=== Excerpt provided ===
◇ ◇ ◇ ◇ ◇

And you'll make better food choices when you eat them, research shows.
Beth Israel Deaconess Medical Center researchers asked 10 volunteers, diagnosed as obese, to submit to observation for two five-week sessions. During one session, participants drank smoothies with 48 grams of walnuts—which is the daily serving size recommended by the American Diabetes Association. During the other session, participants drank smoothies, too—but these beverages, while nutritionally comparable, were walnut-free.
Then, the researchers used functional magnetic resonance imaging (fMRI) to observe how eating walnuts was changing the participants' brain activity.
It wasn't exactly surprising to hear the participants report they felt less hungry when they drank the smoothies that included walnuts, the researchers say. (Another recent study had already proven that point.) But the participants also weren't experiencing cravings for junk food—and with the fMRI tests, the researchers could see, for the first time, why.

◇ ◇ ◇ ◇ ◇

[Stored records]
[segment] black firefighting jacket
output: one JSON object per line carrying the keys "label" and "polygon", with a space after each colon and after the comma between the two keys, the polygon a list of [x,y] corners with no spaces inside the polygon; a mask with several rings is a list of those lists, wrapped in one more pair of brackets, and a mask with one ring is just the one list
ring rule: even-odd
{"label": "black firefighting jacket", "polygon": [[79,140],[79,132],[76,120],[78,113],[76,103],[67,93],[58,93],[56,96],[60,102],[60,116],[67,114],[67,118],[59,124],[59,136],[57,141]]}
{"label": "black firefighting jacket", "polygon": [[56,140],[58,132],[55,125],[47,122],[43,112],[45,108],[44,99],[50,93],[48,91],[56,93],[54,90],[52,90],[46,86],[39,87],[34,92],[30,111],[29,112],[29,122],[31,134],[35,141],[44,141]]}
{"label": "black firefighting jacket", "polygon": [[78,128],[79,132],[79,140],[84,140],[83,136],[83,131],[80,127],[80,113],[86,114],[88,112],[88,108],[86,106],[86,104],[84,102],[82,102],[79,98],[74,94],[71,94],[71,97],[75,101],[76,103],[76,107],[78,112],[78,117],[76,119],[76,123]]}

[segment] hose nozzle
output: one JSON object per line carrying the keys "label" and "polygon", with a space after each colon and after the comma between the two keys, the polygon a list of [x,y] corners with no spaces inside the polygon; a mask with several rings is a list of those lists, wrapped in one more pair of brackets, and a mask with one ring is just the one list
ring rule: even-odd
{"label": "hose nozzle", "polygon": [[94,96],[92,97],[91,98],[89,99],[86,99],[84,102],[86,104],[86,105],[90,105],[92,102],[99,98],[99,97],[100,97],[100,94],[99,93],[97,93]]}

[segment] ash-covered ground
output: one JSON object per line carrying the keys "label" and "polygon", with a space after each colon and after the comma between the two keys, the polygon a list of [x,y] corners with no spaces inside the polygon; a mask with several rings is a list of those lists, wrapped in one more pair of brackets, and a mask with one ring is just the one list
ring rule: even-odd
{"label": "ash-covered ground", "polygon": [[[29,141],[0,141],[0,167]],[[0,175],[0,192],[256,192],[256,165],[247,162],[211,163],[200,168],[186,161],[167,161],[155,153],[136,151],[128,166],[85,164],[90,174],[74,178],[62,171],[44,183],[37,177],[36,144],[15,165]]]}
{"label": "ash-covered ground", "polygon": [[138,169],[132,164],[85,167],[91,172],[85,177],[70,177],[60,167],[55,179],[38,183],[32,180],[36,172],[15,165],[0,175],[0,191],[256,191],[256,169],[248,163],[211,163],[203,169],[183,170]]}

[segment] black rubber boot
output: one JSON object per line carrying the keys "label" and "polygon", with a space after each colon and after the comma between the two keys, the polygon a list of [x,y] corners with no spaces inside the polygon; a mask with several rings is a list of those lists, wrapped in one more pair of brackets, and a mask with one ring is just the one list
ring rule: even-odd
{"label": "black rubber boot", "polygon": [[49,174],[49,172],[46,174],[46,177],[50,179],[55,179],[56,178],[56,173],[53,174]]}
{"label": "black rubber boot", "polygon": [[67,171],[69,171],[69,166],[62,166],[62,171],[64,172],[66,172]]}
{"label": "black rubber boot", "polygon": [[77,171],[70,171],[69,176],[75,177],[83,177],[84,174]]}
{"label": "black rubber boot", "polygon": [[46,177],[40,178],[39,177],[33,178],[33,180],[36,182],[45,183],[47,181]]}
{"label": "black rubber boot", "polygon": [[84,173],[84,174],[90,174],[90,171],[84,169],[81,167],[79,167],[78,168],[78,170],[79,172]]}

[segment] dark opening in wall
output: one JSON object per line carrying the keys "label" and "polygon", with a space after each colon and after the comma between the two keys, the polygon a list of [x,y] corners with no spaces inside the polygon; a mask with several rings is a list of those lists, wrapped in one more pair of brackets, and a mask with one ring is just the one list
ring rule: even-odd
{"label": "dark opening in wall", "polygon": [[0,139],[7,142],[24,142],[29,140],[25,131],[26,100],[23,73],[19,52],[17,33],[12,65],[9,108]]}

◇ ◇ ◇ ◇ ◇

=== What you will do ===
1 > In the walnut article, how many grams of walnuts went into the smoothies?
2 > What figures does the walnut article give for the number of volunteers, the number and length of the sessions, and the walnut dose?
These lines have no connection to the walnut article.

=== Exercise results ===
1 > 48 grams

2 >
- 10 volunteers
- two sessions
- five weeks per session
- 48 grams of walnuts